[Text segment — start]

I find that I like this solitary experience. The temperature within keeps going up as my facilitator pours bowl after bowl of water ‘as hot as I can stand’.

She covers my head with a towel and the aromatic steam starts performing its magic. The soft music is almost a lullaby; the sweat pearls along my skin and the aroma of rosemary opens my lungs as I breathe long and deep.

¨So Estela, would you like to share your birth-giving experience?”

My memory enters a dark and painful tunnel. I have not really talked about that moment because i would have like it to be a happier one.The midwife screaming, giving her instructions at the top of her voice. The absent father that came just as I started labour, just to sit in the armchair in the corner of the room to sleep away while the moment came. The emptiness of the ward when all the medics went away thinking that it would be hours before my time was due, bidding me goodnight and promising to be there first thing in the morning. Only me and my breath to look after our wellbeing. The little head peeking out just after midnight, hours before they all predicted it. Their panic. My asking everyone please not to shout. My baby placed in the incubator.

Not the best experience.

As I find the words of my story, soothed by the herbs and heat, I thank the possibility to talk about it; but then I realise that my facilitator has gone from the room. 

“Sorry, I went to get the towel because it is getting late”. “You took such a long time that I thought that you did not want to speak”.

I saw the bubble burst in front of my eyes. I literally felt how I swallowed my words and the experience escaped back to the tunnel.

I felt in my own skin the tremendous importance of providing and holding a safe space. 

When I started my facilitator training with Breathing Space, I was impatient to get to know the science, the technique, the practice… but for many weeks we concentrated on learning to be caring, to listen to each other, to show our vulnerability so we could hold the vulnerability of our breathers. Week after week I have been witnessing my teachers and colleagues in the way they listen to the breathers’ shares, how they hold a space without judgement and without giving unsolicited advice.

“If you can hold space for a Conscious Connected Breath Session, you can hold space for any kind of breathing”. 

Yes! I agree entirely but I would add that this kind training should be the norm in all the wellbeing sector in its wide spectrum.

[Text segment — finish]

Action item: Extend the personal account of the herbal steam session and breathwork facilitator training, starting after its final sentence.

[The data — start]

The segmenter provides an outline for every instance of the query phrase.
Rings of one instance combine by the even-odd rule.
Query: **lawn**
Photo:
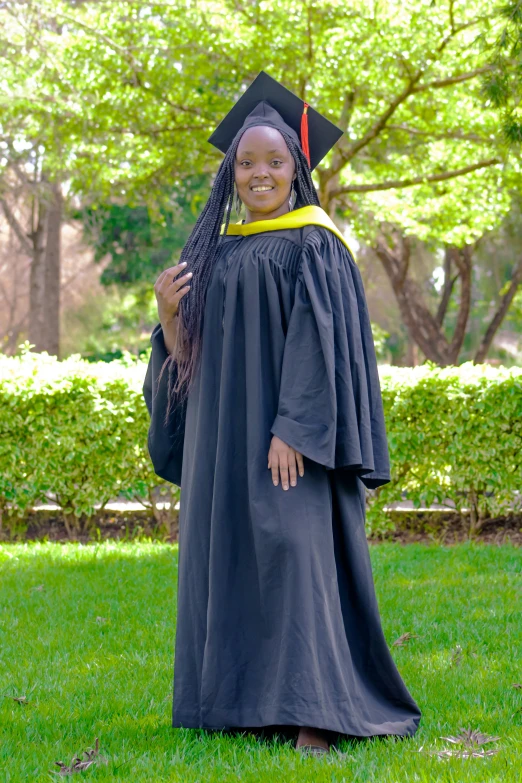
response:
[[[55,762],[86,759],[96,737],[98,760],[71,779],[519,779],[522,549],[384,543],[370,552],[384,631],[423,712],[420,728],[314,759],[288,743],[171,728],[175,547],[0,545],[0,780],[57,778]],[[392,646],[407,632],[415,635]],[[499,737],[482,746],[498,753],[429,752],[458,747],[440,737],[461,728]]]

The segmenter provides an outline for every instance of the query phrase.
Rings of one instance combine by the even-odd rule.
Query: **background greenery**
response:
[[[345,132],[316,184],[359,243],[383,358],[520,363],[517,0],[23,0],[0,18],[0,208],[31,267],[7,353],[25,337],[92,358],[146,348],[143,286],[206,198],[208,136],[265,69]],[[60,326],[49,231],[71,220],[106,294]]]
[[[146,360],[0,357],[0,514],[11,533],[45,499],[59,504],[71,534],[97,503],[153,502],[167,482],[147,451]],[[393,481],[370,493],[369,533],[392,527],[383,507],[404,496],[467,509],[471,532],[520,511],[522,368],[386,366],[381,385]]]
[[[520,556],[511,546],[370,547],[383,630],[422,711],[415,737],[291,744],[170,728],[177,549],[147,543],[0,545],[0,766],[6,783],[78,777],[183,783],[484,783],[517,779],[522,743]],[[411,634],[402,644],[394,642]],[[18,699],[18,701],[17,701]],[[483,758],[439,758],[460,728]],[[432,755],[433,754],[433,755]]]

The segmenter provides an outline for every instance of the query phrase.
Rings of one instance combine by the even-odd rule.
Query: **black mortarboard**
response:
[[[289,133],[301,144],[312,171],[343,135],[337,125],[264,71],[220,122],[209,142],[226,152],[236,134],[252,125],[269,125]]]

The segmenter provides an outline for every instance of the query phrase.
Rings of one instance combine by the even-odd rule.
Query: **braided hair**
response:
[[[278,130],[295,163],[296,201],[294,208],[299,209],[311,204],[319,206],[319,196],[301,145],[285,131]],[[189,291],[179,302],[178,327],[172,354],[169,354],[163,363],[158,376],[159,385],[164,370],[168,368],[169,382],[165,426],[168,424],[173,395],[176,395],[176,403],[181,405],[188,397],[195,376],[201,350],[205,295],[219,244],[222,237],[226,235],[230,223],[234,200],[235,158],[243,132],[241,129],[236,134],[228,148],[216,174],[208,201],[181,251],[179,262],[187,262],[184,271],[192,272],[192,278]],[[225,225],[223,233],[221,233],[223,218]]]

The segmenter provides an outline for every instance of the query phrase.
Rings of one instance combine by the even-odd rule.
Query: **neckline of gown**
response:
[[[227,235],[235,236],[250,236],[251,234],[260,234],[265,231],[281,231],[288,228],[303,228],[303,226],[322,226],[335,234],[338,239],[341,240],[343,245],[350,250],[350,247],[339,231],[333,220],[321,207],[315,204],[310,204],[306,207],[300,207],[300,209],[294,209],[291,212],[286,212],[284,215],[280,215],[276,218],[270,218],[268,220],[255,220],[252,223],[230,223],[227,230]],[[224,231],[224,224],[221,227],[221,233]]]

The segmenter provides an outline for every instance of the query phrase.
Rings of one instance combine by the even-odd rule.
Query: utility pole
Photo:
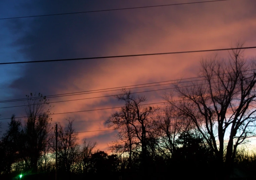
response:
[[[56,138],[56,156],[55,157],[55,168],[56,171],[55,172],[55,180],[57,180],[57,158],[58,157],[58,125],[56,123],[56,128],[55,130],[55,137]]]

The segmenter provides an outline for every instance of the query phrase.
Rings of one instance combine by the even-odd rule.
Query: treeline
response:
[[[239,50],[230,55],[201,61],[200,78],[173,84],[164,105],[129,90],[115,96],[124,106],[105,122],[119,132],[109,154],[96,142],[80,146],[74,120],[58,124],[58,179],[255,178],[255,152],[241,146],[256,135],[255,61]],[[13,116],[1,139],[0,173],[53,179],[56,132],[49,103],[40,94],[27,97],[25,124]]]

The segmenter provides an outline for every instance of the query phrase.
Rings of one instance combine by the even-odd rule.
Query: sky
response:
[[[2,0],[0,18],[202,2],[200,0]],[[0,20],[0,62],[226,48],[237,41],[256,45],[256,1],[226,1],[87,13]],[[215,52],[216,53],[217,52]],[[248,59],[256,49],[246,50]],[[125,86],[196,77],[200,60],[212,52],[0,65],[0,100]],[[227,52],[218,52],[225,58]],[[170,87],[139,88],[136,92]],[[52,98],[50,102],[118,94],[120,91]],[[138,95],[164,101],[168,91]],[[0,103],[0,107],[24,102]],[[122,106],[113,96],[51,104],[52,113]],[[75,120],[78,132],[108,129],[117,109],[52,115],[51,124]],[[0,108],[1,118],[25,116],[23,107]],[[23,119],[22,119],[23,120]],[[1,120],[4,132],[10,120]],[[87,122],[85,122],[87,121]],[[82,121],[81,122],[81,121]],[[84,122],[82,122],[84,121]],[[107,151],[116,131],[80,133],[80,143],[96,141]]]

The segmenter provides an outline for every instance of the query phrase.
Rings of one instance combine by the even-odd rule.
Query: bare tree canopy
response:
[[[242,45],[239,43],[237,47]],[[255,61],[247,61],[239,49],[231,52],[227,60],[215,56],[202,60],[201,65],[200,83],[186,88],[178,83],[180,101],[171,96],[166,99],[175,107],[176,116],[194,122],[219,165],[224,161],[229,168],[238,146],[255,135]]]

[The data — finish]

Result:
I realise that we spend hours planning and trying to impress our attendants, when what they need the most is to be heard, witnessed and acknowledged. 

Yes, by all means prepare your room and talk to all five senses, plan and know exactly what you will do and when. Frame it and deliver it. But know thee that it is just the tip of the iceberg. The healing work is being done by the breath, by the magic that you are channeling, and mostly by the person in front of you. 

The facilitator is no longer the protagonist. This is what I have learnt and I feel so grateful to be in a training where the focus is on the wellbeing of the breather.

We are witnessing the emergence of wellbeing teacher training courses like mushrooms in Autumn, but very seldom the importance of holding safe space is even mentioned!

The theory, the techniques, they can be learned in any CPD but in my view, the main learning is holding a safe space.

Thank you for the teachings.


About Estela

Estela’s passion for holding a safe space for her clients is her way of fulfilling her vision for a new happy, healthy and soulful society. She approaches all aspects of her teachings with the knowledge that the mind, body, and spirit are intimately connected and is committed to provide her knowledge and tools so they can bring holistic awareness to people’s daily lives and develop their potential as human beings.

Estela is a Breathwork Facilitator student at Breathing Space, graduating in February 2023; a Yoga Alliance certified Vinyasa (USA) and Kundalini Yoga (Spain) Teacher; offers Mindfulness Therapies with a certificate of Mindfulness for Wellbeing and Peak Performance, Monash University (Australia) and also teaches parents how to massage their baby (IAIM).